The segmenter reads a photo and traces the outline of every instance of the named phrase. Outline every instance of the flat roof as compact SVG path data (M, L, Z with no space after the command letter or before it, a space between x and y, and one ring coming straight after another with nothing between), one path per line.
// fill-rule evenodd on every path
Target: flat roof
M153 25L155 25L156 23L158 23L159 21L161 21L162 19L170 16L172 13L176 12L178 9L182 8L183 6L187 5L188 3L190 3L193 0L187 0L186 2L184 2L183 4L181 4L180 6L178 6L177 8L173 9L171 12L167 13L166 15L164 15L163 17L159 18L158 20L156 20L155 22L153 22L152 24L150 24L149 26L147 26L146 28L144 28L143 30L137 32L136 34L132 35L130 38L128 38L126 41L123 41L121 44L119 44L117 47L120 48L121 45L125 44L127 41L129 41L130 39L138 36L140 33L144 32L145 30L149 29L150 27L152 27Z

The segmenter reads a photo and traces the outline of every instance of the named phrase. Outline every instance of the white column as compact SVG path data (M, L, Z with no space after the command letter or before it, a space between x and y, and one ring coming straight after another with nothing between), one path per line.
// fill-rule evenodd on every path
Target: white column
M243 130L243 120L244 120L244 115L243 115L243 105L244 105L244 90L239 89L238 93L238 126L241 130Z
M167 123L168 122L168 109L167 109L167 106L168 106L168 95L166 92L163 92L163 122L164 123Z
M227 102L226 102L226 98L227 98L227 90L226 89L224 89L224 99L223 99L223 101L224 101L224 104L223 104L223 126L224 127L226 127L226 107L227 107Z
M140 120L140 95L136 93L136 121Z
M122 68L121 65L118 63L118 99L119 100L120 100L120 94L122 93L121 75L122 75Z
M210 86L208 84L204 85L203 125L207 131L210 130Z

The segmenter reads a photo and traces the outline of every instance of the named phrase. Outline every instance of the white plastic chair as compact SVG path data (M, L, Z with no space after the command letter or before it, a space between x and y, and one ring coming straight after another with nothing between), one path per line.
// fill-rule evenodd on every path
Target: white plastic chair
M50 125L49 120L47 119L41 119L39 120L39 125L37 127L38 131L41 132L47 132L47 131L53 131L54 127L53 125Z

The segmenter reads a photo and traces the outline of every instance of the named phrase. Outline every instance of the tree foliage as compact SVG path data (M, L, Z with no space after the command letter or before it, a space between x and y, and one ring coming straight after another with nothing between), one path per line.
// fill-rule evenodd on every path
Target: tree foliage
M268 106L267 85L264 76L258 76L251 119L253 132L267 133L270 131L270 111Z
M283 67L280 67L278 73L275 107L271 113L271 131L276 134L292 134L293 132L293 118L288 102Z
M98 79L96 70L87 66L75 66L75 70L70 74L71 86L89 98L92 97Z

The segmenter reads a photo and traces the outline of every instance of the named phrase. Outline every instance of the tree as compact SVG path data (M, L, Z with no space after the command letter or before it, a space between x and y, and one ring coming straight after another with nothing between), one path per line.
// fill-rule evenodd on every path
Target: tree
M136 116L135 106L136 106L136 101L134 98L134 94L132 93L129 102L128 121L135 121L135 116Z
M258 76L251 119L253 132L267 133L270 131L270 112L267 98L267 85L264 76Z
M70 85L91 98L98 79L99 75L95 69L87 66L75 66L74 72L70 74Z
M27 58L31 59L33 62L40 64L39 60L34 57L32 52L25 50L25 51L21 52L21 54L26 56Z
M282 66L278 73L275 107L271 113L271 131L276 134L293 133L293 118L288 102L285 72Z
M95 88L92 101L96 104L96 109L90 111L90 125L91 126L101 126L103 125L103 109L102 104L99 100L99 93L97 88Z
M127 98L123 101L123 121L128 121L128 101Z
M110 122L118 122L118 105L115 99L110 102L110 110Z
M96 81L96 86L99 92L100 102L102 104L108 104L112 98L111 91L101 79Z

________

▶ [Given problem]
Convert every line of the records above into a JSON array of strings, one string per line, omitting blank lines.

▶ [Output of the task]
[
  "The segmenter reads a photo and traces the outline of every instance of the named phrase. Outline every instance of the flat roof as compact SVG path data (M, L, Z with no space after the command letter or before it, a space between x and y, and one ring coming straight after another with nothing between), one path per line.",
  "// fill-rule evenodd on every path",
  "Target: flat roof",
  "M153 25L155 25L156 23L158 23L159 21L161 21L162 19L170 16L172 13L176 12L178 9L182 8L183 6L187 5L188 3L190 3L193 0L187 0L186 2L184 2L183 4L181 4L180 6L178 6L177 8L173 9L171 12L167 13L166 15L164 15L163 17L159 18L158 20L156 20L155 22L153 22L152 24L150 24L149 26L147 26L146 28L144 28L143 30L137 32L136 34L132 35L130 38L128 38L126 41L123 41L121 44L119 44L117 47L120 48L121 45L125 44L127 41L129 41L130 39L138 36L140 33L144 32L145 30L149 29L150 27L152 27Z",
  "The segmenter reads a photo and traces the outline of every instance of the named phrase. Outline every instance of the white column as compact SVG path data (M, L, Z with no space after the command letter or before it, a space between x and y, and one ring coming straight after another with nothing between), one path per line.",
  "// fill-rule evenodd on every path",
  "Target: white column",
  "M243 130L243 120L244 120L244 115L243 115L243 105L244 105L244 90L239 89L238 93L238 126L241 130Z",
  "M167 123L168 122L168 109L167 109L167 106L168 106L168 95L166 92L163 92L163 122L164 123Z",
  "M227 102L226 102L226 98L227 98L227 90L226 89L224 89L224 99L223 99L223 101L224 101L224 104L223 104L223 126L224 127L226 127L226 107L227 107Z",
  "M140 120L140 95L136 93L136 121Z",
  "M122 68L121 65L118 63L118 99L119 100L120 100L120 94L122 93L121 75L122 75Z",
  "M210 86L208 84L204 85L203 125L207 131L210 130Z",
  "The segmenter reads a photo and traces the outline of every instance of the named phrase. Outline every instance of the white plastic chair as compact SVG path data (M, L, Z with no space after the command letter or before it, a space between x and y, and one ring coming straight after another with nothing between), one path per line.",
  "// fill-rule evenodd on every path",
  "Target: white plastic chair",
  "M50 125L49 120L47 119L41 119L39 120L39 125L37 127L38 131L41 132L47 132L47 131L53 131L54 127L53 125Z",
  "The segmenter reads a photo and traces the outline of every instance of the named phrase. Outline every instance of the tree foliage as compact SVG path data (M, L, Z with no space after the command letter or before it, a space between x and y, and one ring coming straight after another with nothing between), one path per line.",
  "// fill-rule evenodd on every path",
  "Target: tree foliage",
  "M268 106L267 85L264 76L258 76L251 119L253 132L267 133L270 131L270 111Z",
  "M283 67L280 67L278 73L275 107L271 113L271 131L276 134L292 134L293 132L293 118L288 102Z",
  "M98 79L96 70L87 66L75 66L75 70L70 74L71 86L89 98L92 97Z",
  "The segmenter reads a photo and traces the outline of every instance of the named phrase. Outline every instance of the tree as compact SVG path data (M, L, Z with no space after the command letter or before it, a space between x and y, and one ring coming straight after another with nothing between), one path per line.",
  "// fill-rule evenodd on every path",
  "Target: tree",
  "M136 116L135 106L136 106L136 101L134 98L134 94L132 93L129 102L128 121L135 121L135 116Z",
  "M258 76L251 119L253 132L267 133L270 131L270 112L267 98L267 85L264 76Z",
  "M70 85L91 98L98 79L99 75L95 69L87 66L75 66L74 72L70 74Z",
  "M27 58L31 59L33 62L40 64L39 60L34 57L32 52L25 50L25 51L21 52L21 54L26 56Z",
  "M282 66L278 73L275 107L271 113L271 131L276 134L293 133L293 118L288 102L285 72Z",
  "M95 88L92 101L96 104L96 109L90 111L90 125L91 126L101 126L103 125L103 109L102 104L99 100L99 93L97 88Z",
  "M127 98L123 101L123 121L128 121L128 101Z",
  "M110 122L118 122L118 105L115 99L110 102L110 110Z",
  "M96 81L96 86L99 92L100 102L102 104L108 104L112 98L111 91L101 79Z"
]